__REQUIREMENT__.
From the lines below, pick out and copy every one that contains the word "brown".

__RECORDS PROVIDED__.

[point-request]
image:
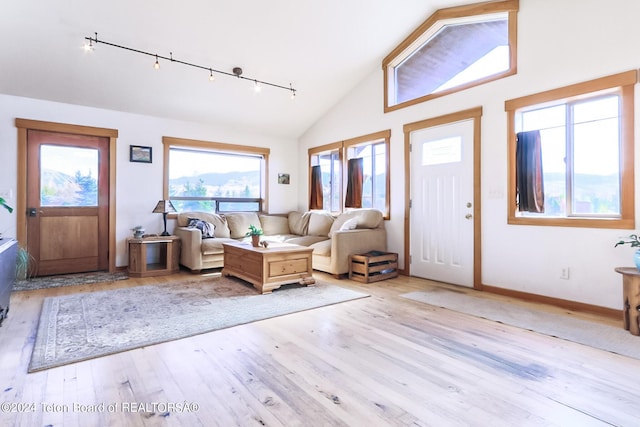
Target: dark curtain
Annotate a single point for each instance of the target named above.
--
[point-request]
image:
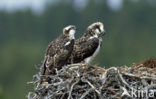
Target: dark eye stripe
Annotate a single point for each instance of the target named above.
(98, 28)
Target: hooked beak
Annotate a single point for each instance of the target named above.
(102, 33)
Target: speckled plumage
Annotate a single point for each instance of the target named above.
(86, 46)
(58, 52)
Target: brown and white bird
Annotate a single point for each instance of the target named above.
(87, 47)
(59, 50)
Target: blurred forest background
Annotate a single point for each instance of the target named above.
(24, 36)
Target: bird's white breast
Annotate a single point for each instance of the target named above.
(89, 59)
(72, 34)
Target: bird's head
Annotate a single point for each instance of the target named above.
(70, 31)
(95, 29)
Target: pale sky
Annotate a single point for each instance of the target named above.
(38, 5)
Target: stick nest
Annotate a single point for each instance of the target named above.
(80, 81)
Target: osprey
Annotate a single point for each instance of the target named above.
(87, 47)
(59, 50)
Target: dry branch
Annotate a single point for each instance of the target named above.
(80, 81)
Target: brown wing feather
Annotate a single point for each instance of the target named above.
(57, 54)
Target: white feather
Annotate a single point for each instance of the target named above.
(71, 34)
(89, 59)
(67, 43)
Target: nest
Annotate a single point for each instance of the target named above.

__RESULT__.
Target: brown and white bird
Target: brown wing feather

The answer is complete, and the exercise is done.